(What needs to be done):
Copy each of the records below word for word, keeping every line as it appears.

Start of Exercise materials

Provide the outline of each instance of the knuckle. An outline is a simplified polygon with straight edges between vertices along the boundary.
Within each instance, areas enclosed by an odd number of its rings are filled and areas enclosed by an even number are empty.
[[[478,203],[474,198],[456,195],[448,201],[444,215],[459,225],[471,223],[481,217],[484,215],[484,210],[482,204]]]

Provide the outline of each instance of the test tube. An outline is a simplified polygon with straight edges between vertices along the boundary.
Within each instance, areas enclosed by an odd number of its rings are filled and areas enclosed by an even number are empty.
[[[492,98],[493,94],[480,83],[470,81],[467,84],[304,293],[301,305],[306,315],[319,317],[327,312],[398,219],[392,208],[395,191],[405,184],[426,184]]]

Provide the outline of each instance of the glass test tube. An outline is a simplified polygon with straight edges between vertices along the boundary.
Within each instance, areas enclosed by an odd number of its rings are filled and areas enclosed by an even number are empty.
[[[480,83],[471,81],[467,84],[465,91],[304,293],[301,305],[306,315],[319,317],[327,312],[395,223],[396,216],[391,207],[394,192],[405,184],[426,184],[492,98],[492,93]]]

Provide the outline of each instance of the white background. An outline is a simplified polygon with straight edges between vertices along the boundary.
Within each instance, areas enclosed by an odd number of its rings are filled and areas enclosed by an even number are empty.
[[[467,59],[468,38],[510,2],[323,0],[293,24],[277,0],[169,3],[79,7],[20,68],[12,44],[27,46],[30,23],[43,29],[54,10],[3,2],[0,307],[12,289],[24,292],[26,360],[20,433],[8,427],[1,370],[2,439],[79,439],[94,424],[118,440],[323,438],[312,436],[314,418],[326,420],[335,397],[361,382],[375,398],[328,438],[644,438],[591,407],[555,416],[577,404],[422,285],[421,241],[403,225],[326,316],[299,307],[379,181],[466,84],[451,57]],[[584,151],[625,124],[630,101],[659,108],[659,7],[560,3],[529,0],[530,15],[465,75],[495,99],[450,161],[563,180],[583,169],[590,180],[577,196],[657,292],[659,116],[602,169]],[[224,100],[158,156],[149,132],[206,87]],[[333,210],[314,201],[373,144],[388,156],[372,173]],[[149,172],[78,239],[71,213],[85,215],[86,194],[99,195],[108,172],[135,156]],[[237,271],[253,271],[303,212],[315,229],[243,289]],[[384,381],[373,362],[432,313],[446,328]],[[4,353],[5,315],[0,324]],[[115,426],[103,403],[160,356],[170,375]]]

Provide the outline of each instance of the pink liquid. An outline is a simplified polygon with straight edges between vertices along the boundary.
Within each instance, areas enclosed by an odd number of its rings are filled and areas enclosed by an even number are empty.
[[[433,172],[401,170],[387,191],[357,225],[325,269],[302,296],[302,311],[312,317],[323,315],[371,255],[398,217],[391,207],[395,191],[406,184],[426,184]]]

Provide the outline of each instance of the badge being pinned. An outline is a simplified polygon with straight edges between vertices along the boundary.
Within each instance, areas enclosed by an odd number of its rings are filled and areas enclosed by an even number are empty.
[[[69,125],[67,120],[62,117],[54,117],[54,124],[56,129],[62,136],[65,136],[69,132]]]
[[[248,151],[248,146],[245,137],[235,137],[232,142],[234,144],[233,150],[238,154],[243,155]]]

End of Exercise materials

(Full output):
Provide the outline of each instance of the knuckle. An outline is a simplified polygon with straight edges between vertices along the boundary.
Within each instance, areas enclosed by an odd number of its rings are filled and areas enclosed by an even number are empty.
[[[478,203],[474,198],[456,195],[448,201],[444,215],[459,225],[471,223],[481,217],[484,215],[484,210],[482,204]]]

Provide the outline of each instance of the test tube. An outline is a simplified polygon with straight edges between vertices along the boundary.
Within each instance, areas enclosed by an odd number of its rings are filled and areas enclosed by an even number are empty.
[[[492,98],[493,94],[480,83],[470,81],[467,84],[304,293],[301,305],[306,315],[319,317],[327,312],[398,219],[392,208],[395,191],[405,184],[426,184]]]

Provide the outline of each instance of the glass test tube. An outline is a simplified polygon with straight edges between vertices along the boundary.
Within each instance, areas enclosed by an odd number of its rings are filled and areas enclosed by an even number are empty.
[[[480,83],[471,81],[467,84],[465,91],[304,293],[301,305],[306,315],[319,317],[327,312],[395,223],[396,216],[391,207],[394,192],[405,184],[426,184],[492,98],[492,93]]]

Provide the outline of each instance of the white background. An outline is a simplified polygon with straight edges between vertices along the boundary.
Within each instance, areas enclosed by an odd number of its rings are filled and areas enclosed by an even number are empty.
[[[467,59],[468,38],[510,2],[323,0],[293,24],[277,0],[169,3],[79,7],[20,68],[12,44],[27,46],[30,23],[43,29],[54,10],[3,2],[0,307],[12,289],[24,292],[26,360],[20,433],[8,427],[1,370],[2,439],[79,439],[94,424],[118,440],[323,438],[312,436],[314,418],[326,420],[335,397],[361,382],[375,398],[328,438],[644,438],[591,407],[555,416],[577,404],[422,285],[421,241],[403,225],[326,316],[299,307],[379,181],[466,84],[451,57]],[[584,151],[625,124],[630,101],[659,108],[659,7],[560,3],[529,0],[530,15],[465,75],[495,99],[450,161],[563,180],[583,169],[590,180],[577,196],[657,292],[659,116],[602,169]],[[224,100],[158,156],[149,132],[206,87]],[[333,210],[314,201],[373,144],[388,156],[372,173]],[[149,172],[78,239],[71,213],[85,215],[86,194],[99,195],[108,172],[135,156]],[[237,271],[253,271],[303,212],[315,229],[243,289]],[[384,381],[373,362],[432,313],[446,328]],[[4,353],[5,315],[0,324]],[[115,426],[103,403],[160,356],[170,375]]]

Provide the outline of each instance of the pink liquid. An outline is a simplified polygon with straight edges between vertices along the boundary.
Within each instance, areas enclosed by an odd number of its rings are filled and areas enclosed by an even number are empty.
[[[433,172],[401,170],[387,191],[357,225],[325,269],[302,296],[302,311],[312,317],[323,315],[371,255],[398,217],[391,207],[395,191],[406,184],[426,184]]]

Provide the outline of each instance of the badge being pinned. An outline is a simplified polygon with straight edges between vertices along the boundary.
Within each instance, areas enclosed by an odd number of its rings are filled and areas enclosed by an even number are empty.
[[[69,125],[67,120],[62,117],[54,117],[54,124],[56,129],[62,136],[65,136],[69,132]]]
[[[248,151],[248,146],[245,137],[235,137],[232,142],[234,144],[233,150],[238,154],[243,155]]]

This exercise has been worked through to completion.